Pointing records:
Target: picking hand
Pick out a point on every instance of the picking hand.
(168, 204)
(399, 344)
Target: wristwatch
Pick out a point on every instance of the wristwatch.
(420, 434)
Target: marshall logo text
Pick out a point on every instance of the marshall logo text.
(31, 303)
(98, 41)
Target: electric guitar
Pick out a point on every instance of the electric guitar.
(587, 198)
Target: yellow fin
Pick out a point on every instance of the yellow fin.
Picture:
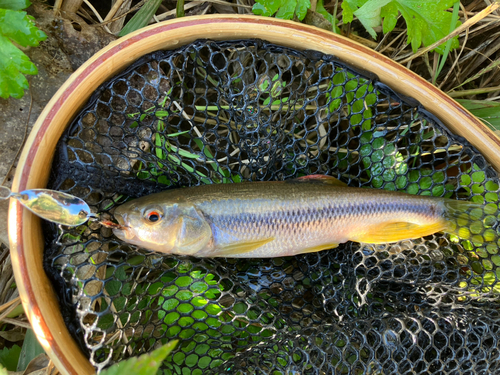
(240, 248)
(320, 178)
(315, 249)
(393, 232)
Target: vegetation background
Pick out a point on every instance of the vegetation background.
(454, 45)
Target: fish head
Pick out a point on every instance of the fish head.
(172, 228)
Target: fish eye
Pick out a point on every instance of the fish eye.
(153, 216)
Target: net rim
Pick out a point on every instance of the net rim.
(25, 232)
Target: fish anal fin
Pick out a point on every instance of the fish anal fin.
(315, 249)
(397, 231)
(320, 178)
(241, 247)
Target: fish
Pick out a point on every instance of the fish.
(282, 218)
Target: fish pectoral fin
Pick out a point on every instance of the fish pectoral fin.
(397, 231)
(241, 247)
(319, 178)
(315, 249)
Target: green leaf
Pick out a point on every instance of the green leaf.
(487, 111)
(301, 8)
(427, 21)
(18, 27)
(369, 15)
(146, 364)
(31, 349)
(284, 9)
(9, 357)
(320, 8)
(14, 4)
(141, 18)
(389, 13)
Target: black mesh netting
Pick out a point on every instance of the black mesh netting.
(223, 112)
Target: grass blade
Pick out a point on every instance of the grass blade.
(454, 19)
(142, 17)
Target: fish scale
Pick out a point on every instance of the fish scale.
(270, 219)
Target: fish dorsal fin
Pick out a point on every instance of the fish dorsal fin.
(241, 247)
(320, 178)
(397, 231)
(315, 249)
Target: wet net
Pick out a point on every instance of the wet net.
(226, 112)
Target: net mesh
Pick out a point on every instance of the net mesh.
(226, 112)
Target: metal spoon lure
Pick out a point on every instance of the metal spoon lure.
(55, 206)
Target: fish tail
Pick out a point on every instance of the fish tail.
(467, 221)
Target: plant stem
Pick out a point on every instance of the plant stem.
(483, 90)
(179, 11)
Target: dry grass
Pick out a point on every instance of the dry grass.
(470, 72)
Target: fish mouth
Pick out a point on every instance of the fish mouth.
(121, 230)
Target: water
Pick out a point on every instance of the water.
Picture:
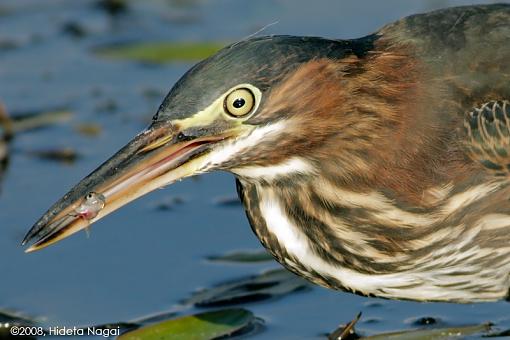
(140, 260)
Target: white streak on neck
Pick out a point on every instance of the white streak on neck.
(240, 144)
(297, 245)
(294, 165)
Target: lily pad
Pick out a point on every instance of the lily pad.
(203, 326)
(243, 257)
(433, 334)
(160, 52)
(268, 285)
(10, 319)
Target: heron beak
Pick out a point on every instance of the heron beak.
(153, 159)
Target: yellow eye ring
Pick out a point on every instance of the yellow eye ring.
(239, 102)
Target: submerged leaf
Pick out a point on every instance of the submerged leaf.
(347, 331)
(34, 120)
(243, 257)
(66, 155)
(270, 284)
(227, 201)
(160, 52)
(88, 129)
(433, 333)
(203, 326)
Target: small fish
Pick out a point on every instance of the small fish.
(91, 206)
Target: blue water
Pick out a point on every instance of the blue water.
(138, 260)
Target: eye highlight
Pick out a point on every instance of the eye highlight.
(239, 102)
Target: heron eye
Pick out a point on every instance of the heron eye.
(239, 102)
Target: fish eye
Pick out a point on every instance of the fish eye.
(239, 102)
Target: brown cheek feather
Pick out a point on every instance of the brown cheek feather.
(367, 123)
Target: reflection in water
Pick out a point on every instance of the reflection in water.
(7, 134)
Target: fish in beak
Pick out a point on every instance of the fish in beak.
(153, 159)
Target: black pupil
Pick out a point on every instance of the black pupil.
(238, 103)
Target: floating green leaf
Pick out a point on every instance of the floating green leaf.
(160, 52)
(243, 257)
(433, 333)
(203, 326)
(270, 284)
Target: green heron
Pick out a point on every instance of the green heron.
(378, 165)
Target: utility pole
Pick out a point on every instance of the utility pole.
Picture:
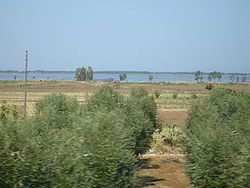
(25, 83)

What you will do:
Copy out every row again, swapping "Pick out" for "Mark" wherever it occurs and changing nothing else. Omit the pictures from your copy.

Exercise response:
Target: picking hand
Mark a point on every instance of the picking hand.
(168, 204)
(399, 344)
Target: wristwatch
Mark a point on every instance of the wristwatch.
(420, 434)
Target: marshall logo text
Mark a point on every instance of the marshall logo text.
(31, 303)
(98, 41)
Target: electric guitar
Mark a point on every instance of the electric guitar.
(587, 198)
Target: yellow fin
Mark a point on every instance of the yellow fin.
Picture:
(240, 248)
(320, 178)
(315, 249)
(393, 232)
Target: vegetation background
Mark a point on every instance of the vegetation background.
(454, 45)
Target: fish head
Mark a point on every instance of the fish head.
(172, 228)
Target: fish eye
Mark a point on every instance of the fish eye.
(153, 216)
Target: net rim
Mark a point on every instance of the net rim.
(25, 232)
Target: fish anal fin
Mark a point on every instance of the fish anal fin.
(315, 249)
(397, 231)
(320, 178)
(241, 247)
Target: fish
Mark a point on every instance of the fish.
(282, 218)
Target: fish pectoral fin
Mark a point on every instance of the fish pectoral fin.
(397, 231)
(241, 247)
(319, 178)
(315, 249)
Target: green leaf
Mark a point on every instance of the green leaf.
(487, 111)
(301, 8)
(427, 21)
(18, 27)
(369, 15)
(146, 364)
(31, 349)
(284, 9)
(9, 357)
(320, 8)
(14, 4)
(141, 18)
(389, 13)
Target: black mesh netting
Mark a point on every instance of the black mesh netting.
(223, 112)
Target: grass blade
Mark a point on every instance of the grass blade.
(454, 19)
(142, 17)
Target: fish scale
Mark a point on every instance of the fish scale.
(270, 219)
Target: fish dorsal fin
Mark a point on every instance of the fish dorsal fin.
(241, 247)
(320, 178)
(397, 231)
(315, 249)
Target: wet net
Mark a point on every instance of the wet net.
(226, 112)
Target: net mesh
Mark a point on every instance of the net mesh.
(226, 112)
Target: metal spoon lure
Mark a point on every instance of the metal spoon lure.
(55, 206)
Target: fish tail
Mark a point on every instance of the fish tail.
(467, 221)
Target: plant stem
Mark a point on every instance of the plant stem.
(483, 90)
(179, 11)
Target: dry grass
Mark a point on every instance of the dry grass.
(470, 72)
Target: fish mouth
Mark a point on every instance of the fish mouth.
(121, 230)
Target: water
Mark a point on every instance of the water.
Picture:
(140, 260)
Target: white streak on neck
Mark a point on every instance of the white streak on neck.
(240, 144)
(297, 245)
(294, 165)
Target: lily pad
Mark a point on every instance of the lily pad.
(203, 326)
(243, 257)
(433, 334)
(160, 52)
(268, 285)
(10, 319)
Target: heron beak
Mark a point on every instance of the heron beak.
(153, 159)
Target: yellow eye ring
Mark a point on every instance of the yellow eye ring.
(239, 102)
Target: submerged leaf
Mark a point on every instance of the submerged leaf.
(347, 331)
(34, 120)
(243, 257)
(66, 155)
(270, 284)
(227, 201)
(160, 52)
(88, 129)
(433, 333)
(203, 326)
Target: small fish
Mark a point on every instance of the small fish.
(91, 206)
Target: blue water
Mark a point on every instance of the blue water.
(138, 260)
Target: eye highlight
Mark a point on every instance of the eye highlight.
(239, 102)
Target: heron eye
Mark a point on every instance of the heron eye.
(239, 102)
Target: fish eye
Mark a point on every instance of the fish eye.
(239, 102)
Target: brown cheek feather
Mark a point on every instance of the brown cheek feather.
(367, 123)
Target: reflection in water
Mark a point on every instance of the reflection in water.
(7, 134)
Target: fish in beak
Mark a point on every instance of the fish in beak.
(153, 159)
Target: black pupil
Mark a point on every instance of the black pupil.
(238, 103)
Target: floating green leaf
Mark a point on every instance of the floating green leaf.
(160, 52)
(243, 257)
(433, 333)
(203, 326)
(270, 284)
Target: green heron
Mark a point on every instance of the green heron.
(378, 165)
Target: utility pole
Mark a point on every instance of the utility pole.
Picture:
(25, 83)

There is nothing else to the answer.